> AIM
Quote each of the items below word for word, leaving the pictures out of your answer.

> GIVEN DATA

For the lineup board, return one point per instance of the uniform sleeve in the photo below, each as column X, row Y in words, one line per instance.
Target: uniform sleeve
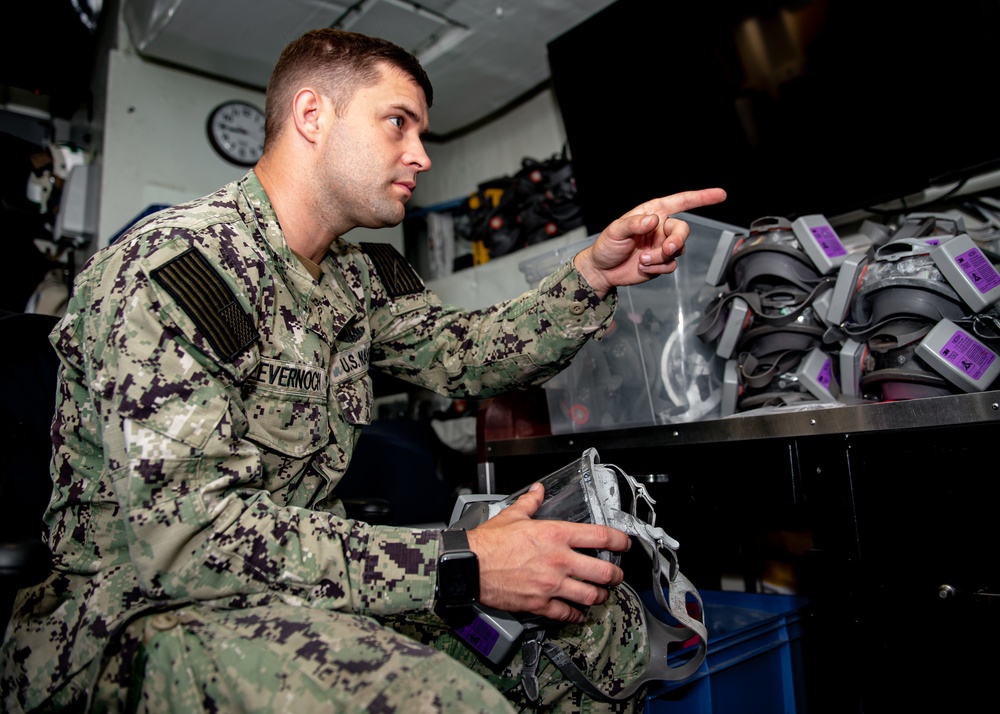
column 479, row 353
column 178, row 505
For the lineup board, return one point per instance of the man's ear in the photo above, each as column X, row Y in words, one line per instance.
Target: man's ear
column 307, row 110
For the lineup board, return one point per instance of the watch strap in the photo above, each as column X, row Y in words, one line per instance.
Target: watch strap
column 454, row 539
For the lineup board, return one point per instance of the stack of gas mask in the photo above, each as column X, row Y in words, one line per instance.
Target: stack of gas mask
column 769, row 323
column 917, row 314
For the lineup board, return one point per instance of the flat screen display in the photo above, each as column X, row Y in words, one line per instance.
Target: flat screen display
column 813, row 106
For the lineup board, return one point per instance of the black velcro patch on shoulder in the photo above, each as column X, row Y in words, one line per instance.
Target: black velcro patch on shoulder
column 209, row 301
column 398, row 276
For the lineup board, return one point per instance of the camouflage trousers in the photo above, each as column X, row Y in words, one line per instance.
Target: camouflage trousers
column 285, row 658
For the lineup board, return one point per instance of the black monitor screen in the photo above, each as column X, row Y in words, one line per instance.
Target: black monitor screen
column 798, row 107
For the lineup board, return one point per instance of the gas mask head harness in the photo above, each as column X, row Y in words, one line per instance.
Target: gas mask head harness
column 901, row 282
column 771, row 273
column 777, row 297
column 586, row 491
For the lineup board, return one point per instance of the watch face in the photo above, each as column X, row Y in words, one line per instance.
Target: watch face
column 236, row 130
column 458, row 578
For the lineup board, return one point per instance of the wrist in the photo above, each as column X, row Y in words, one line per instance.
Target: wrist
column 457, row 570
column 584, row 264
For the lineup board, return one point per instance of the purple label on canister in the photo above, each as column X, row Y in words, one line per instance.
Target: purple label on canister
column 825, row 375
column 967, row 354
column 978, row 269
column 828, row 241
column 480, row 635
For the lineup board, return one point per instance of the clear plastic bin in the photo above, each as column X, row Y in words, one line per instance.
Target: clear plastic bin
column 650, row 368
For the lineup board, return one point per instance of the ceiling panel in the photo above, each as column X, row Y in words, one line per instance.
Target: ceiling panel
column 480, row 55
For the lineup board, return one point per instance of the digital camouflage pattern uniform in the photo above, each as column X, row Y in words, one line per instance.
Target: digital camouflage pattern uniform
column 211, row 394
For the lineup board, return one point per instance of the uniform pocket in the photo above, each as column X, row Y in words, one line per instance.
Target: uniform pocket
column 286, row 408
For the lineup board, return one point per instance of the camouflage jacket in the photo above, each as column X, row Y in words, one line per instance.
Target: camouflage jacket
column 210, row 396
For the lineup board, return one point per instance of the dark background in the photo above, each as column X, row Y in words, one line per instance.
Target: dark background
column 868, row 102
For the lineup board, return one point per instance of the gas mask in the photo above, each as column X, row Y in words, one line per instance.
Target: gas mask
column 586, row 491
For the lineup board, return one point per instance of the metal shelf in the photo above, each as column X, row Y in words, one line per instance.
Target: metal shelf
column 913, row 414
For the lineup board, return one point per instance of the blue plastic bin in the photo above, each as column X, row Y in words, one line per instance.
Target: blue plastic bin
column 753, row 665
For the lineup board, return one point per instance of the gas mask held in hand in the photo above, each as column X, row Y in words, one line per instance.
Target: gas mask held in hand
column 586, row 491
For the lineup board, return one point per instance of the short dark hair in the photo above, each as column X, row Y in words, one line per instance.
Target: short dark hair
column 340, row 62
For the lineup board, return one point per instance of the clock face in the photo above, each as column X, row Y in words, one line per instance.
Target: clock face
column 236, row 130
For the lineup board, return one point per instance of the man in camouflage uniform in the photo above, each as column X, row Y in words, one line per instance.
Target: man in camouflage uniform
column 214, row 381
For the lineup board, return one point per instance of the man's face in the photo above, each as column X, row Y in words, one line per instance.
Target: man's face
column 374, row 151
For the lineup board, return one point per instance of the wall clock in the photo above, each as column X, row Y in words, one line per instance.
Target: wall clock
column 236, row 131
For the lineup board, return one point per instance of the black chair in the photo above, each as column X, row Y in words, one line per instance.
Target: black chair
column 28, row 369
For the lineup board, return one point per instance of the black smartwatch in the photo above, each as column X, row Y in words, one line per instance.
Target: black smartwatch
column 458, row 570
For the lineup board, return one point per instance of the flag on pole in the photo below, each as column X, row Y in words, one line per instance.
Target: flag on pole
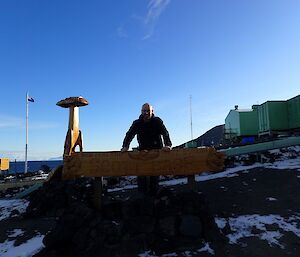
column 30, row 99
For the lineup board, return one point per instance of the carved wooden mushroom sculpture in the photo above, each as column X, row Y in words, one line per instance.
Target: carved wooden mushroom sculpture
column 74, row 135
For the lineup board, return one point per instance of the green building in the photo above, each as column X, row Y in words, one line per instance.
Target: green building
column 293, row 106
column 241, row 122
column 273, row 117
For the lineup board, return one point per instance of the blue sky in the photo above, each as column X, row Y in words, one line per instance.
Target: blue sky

> ANSWER TO THE TASK
For the lineup board, return one point per instance of the uniform sleeve in the photo below, each as column X, row Y in words, one line per instance.
Target: uniform sleeve
column 479, row 353
column 178, row 505
For the lineup board, return one point per instance of the man's ear in the photo above, each as column X, row Y in words, one line per instance.
Target: man's ear
column 307, row 110
For the lineup board, return one point per instance of the watch strap in the photo above, each as column X, row Y in words, one line per instance.
Target: watch strap
column 454, row 539
For the lineup board, return one point per instance of the stack of gas mask in the photo above, each as column X, row Y in words, one line per instance.
Target: stack of gas mask
column 769, row 323
column 917, row 314
For the lineup board, return one point per instance of the flat screen display in the photo above, each as column X, row Y in words, one line per instance.
Target: flat screen display
column 813, row 106
For the lineup board, return one point per instance of the black velcro patch on shoulder in the photo above, each as column X, row Y in words, one line per instance.
Target: black velcro patch on shoulder
column 209, row 301
column 398, row 276
For the lineup board, return one point per instance of the camouflage trousers in the photo above, each as column X, row Y in words, one line per instance.
Target: camouflage trousers
column 285, row 658
For the lineup board, return one point per instance of the black monitor screen in the photo above, each as column X, row Y in words, one line per instance.
Target: black monitor screen
column 798, row 107
For the lineup board, return one point per instance of the gas mask head harness in the photo above, each as column X, row Y in words, one line per instance.
Target: gas mask head harness
column 901, row 282
column 771, row 273
column 777, row 297
column 586, row 491
For the lineup board, return one point per instance of the watch face in the photo above, each as column X, row Y in words, one line per instance.
Target: watch face
column 236, row 130
column 458, row 578
For the lineup board, return one point per instance of the wrist in the photo above, each as column X, row Y in words, one line per instance.
Target: wrist
column 457, row 570
column 584, row 264
For the lineup board, return one point per instance of the purple label on canister in the photo above, each as column X, row Y in words, one line per instance.
Target: purple label on canister
column 825, row 375
column 967, row 354
column 978, row 269
column 828, row 241
column 480, row 635
For the lineup board, return one point per instance of the clear plastic bin in the photo above, each as column X, row Y in words, one line per instance.
Target: clear plastic bin
column 650, row 368
For the lineup board, return one point per instance of the ceiling panel in the photo above, each as column X, row Y in words, one line per instance.
Target: ceiling panel
column 480, row 55
For the lineup board, return one point per instance of the digital camouflage pattern uniform in the photo above, each as column X, row Y in words, one line per instance.
Target: digital camouflage pattern uniform
column 211, row 394
For the lineup board, return one point per instance of the uniform pocket in the photo above, each as column X, row Y in words, one line per instance.
Target: uniform pocket
column 286, row 408
For the lineup board, return one point per instance of the camouflage jacket in the photo above, each as column X, row Y in words, one line per instance.
Target: camouflage jacket
column 210, row 396
For the lineup board, return one point per instance of the dark background in the photo above, each as column X, row Y in words, one line per instance.
Target: dark background
column 868, row 102
For the lineup board, return one point per instance of the gas mask in the photo above, each as column X, row Y in words, one line per instance.
Target: gas mask
column 586, row 491
For the lineup board, return one point per instance of the metal shelf in the photo above, each as column X, row Y in words, one line per instance.
Target: metal shelf
column 913, row 414
For the lineup board, return one point per instance of the blue plastic bin in the photo above, each as column X, row Y in words, one line per instance.
Target: blue plastic bin
column 753, row 665
For the lineup board, return one point per instance of the gas mask held in hand in the photo above, each as column X, row Y in words, one line per instance.
Target: gas mask held in hand
column 586, row 491
For the lineup board, return one point per instance of the short dark hair in the photo above, each as column X, row Y in words, one line per instance.
Target: short dark hair
column 340, row 62
For the lineup board, return one point per instance of the clock face in the photo above, each as column X, row Y in words, one line per instance.
Target: clock face
column 236, row 130
For the lineup board, return one point per instance of the man in camouflage uniform in the photo above, each as column X, row Y in words, one line per instance.
Target: man in camouflage uniform
column 214, row 381
For the lineup board, return one point per instance of the man's face in the photo above, each as column X, row Y in words, one line per instance.
Target: man's face
column 374, row 151
For the lineup board, return one point per instance of the wall clock in the photo above, each as column X, row Y in words, one line per instance.
Target: wall clock
column 236, row 131
For the lineup board, return one point per instance of the black chair in the photo above, each as column X, row Y in words, one line per instance.
Target: black chair
column 28, row 369
For the lineup board, return one point per instance of the black smartwatch in the photo above, each as column X, row Y in words, one line per instance.
Target: black smartwatch
column 458, row 570
For the lineup board, return one point per instance of the flag on pole in the photo below, each as column X, row Y in words, one line per instance.
Target: flag on pole
column 30, row 99
For the lineup board, return one point per instance of the carved wooden mushroom sculpture in the photo above, each as column X, row Y in words, one line per instance.
Target: carved wooden mushroom sculpture
column 74, row 135
For the lineup board, return one point per instance of the green building in the photo above, each as column X, row Y in words, one line per instance.
Target: green building
column 293, row 106
column 241, row 122
column 273, row 117
For the lineup board, return one point per instance of the blue sky in the photo above, each as column X, row Y in words, one line per instance.
Target: blue sky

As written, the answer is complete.